===== Records to process

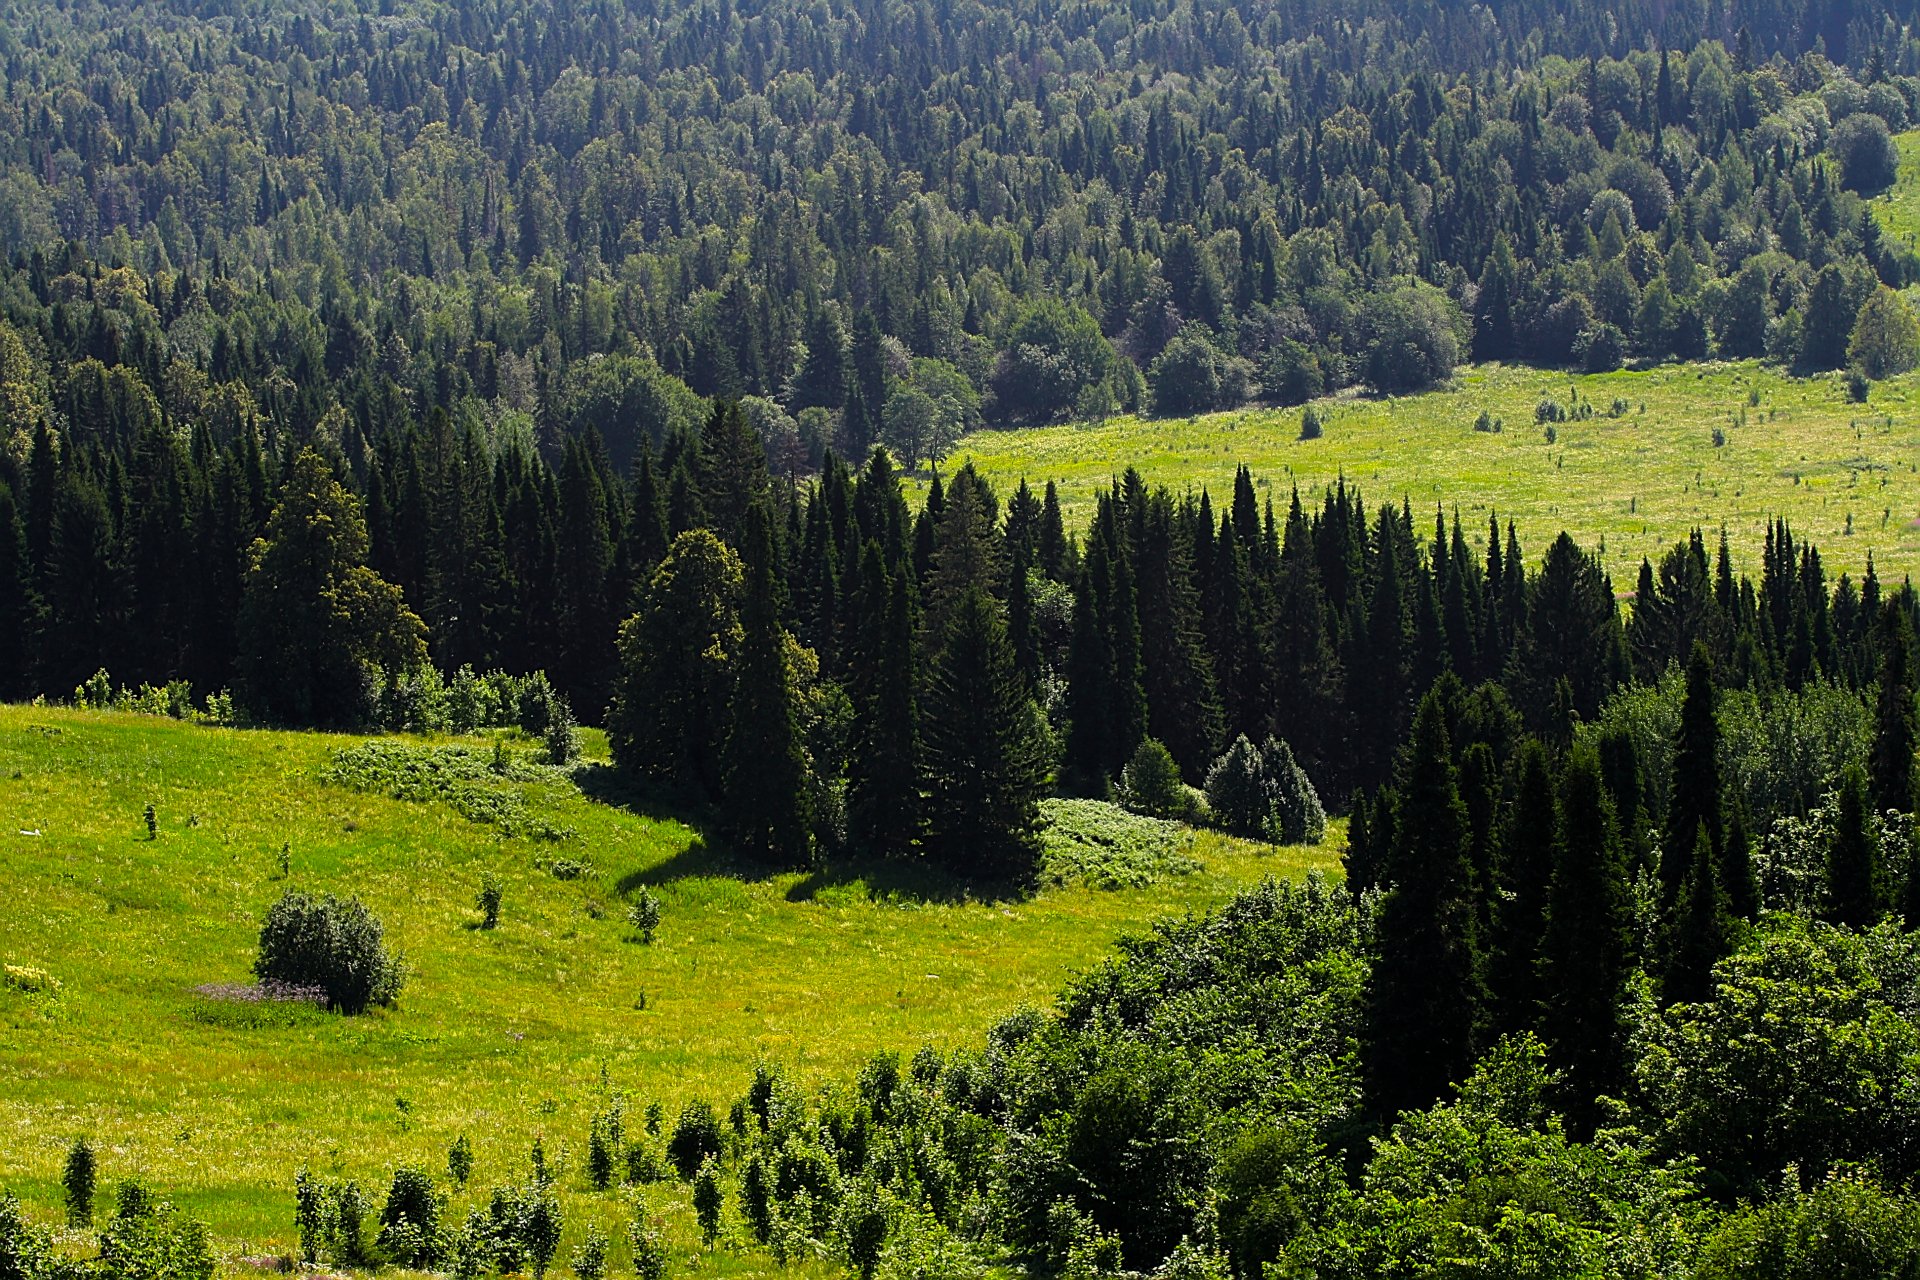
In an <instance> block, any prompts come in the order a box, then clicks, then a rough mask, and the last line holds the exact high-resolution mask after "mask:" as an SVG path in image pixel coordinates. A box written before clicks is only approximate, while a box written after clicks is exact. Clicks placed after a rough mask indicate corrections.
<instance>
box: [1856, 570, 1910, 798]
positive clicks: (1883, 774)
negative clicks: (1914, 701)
mask: <svg viewBox="0 0 1920 1280" xmlns="http://www.w3.org/2000/svg"><path fill="white" fill-rule="evenodd" d="M1876 639H1878V649H1880V674H1878V681H1876V683H1878V693H1876V704H1874V747H1872V752H1870V756H1868V771H1870V796H1872V804H1874V810H1878V812H1882V814H1884V812H1887V810H1899V812H1903V814H1910V812H1914V781H1916V779H1914V748H1916V745H1920V716H1916V710H1914V670H1912V668H1914V652H1912V651H1914V635H1912V626H1910V622H1908V620H1907V610H1905V608H1901V606H1899V604H1897V603H1889V604H1887V606H1885V610H1884V612H1882V618H1880V628H1878V637H1876Z"/></svg>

==========

--- Task to carry out ---
Give every line of the items above as a Markdown table with the columns Row and Line, numbering the rows in order. Skip blank lines and leave the pictures out.

--- Task response ---
| Row | Line |
|---|---|
| 1 | In an <instance> block, any prompts come in the order a box, then clicks, then a rough mask, and the last line holds the exact high-resolution mask after "mask:" as an SVG path in image pixel coordinates. A box written before clicks is only approximate, while a box written after clicks is exact. Clicks placed after a rough mask indicate corrections. |
| 2 | <instance> |
| 3 | box: [1856, 570, 1910, 798] |
| 4 | positive clicks: (1883, 774) |
| 5 | negative clicks: (1914, 701) |
| 6 | mask: <svg viewBox="0 0 1920 1280" xmlns="http://www.w3.org/2000/svg"><path fill="white" fill-rule="evenodd" d="M1876 639H1878V649H1880V674H1878V681H1876V683H1878V693H1876V704H1874V747H1872V752H1870V756H1868V771H1870V796H1872V804H1874V810H1878V812H1882V814H1884V812H1887V810H1899V812H1903V814H1910V812H1914V781H1916V779H1914V748H1916V745H1920V716H1916V710H1914V670H1912V668H1914V652H1912V651H1914V635H1912V626H1910V622H1908V620H1907V610H1905V608H1901V606H1899V604H1897V603H1889V604H1887V606H1885V610H1884V612H1882V618H1880V628H1878V637H1876Z"/></svg> |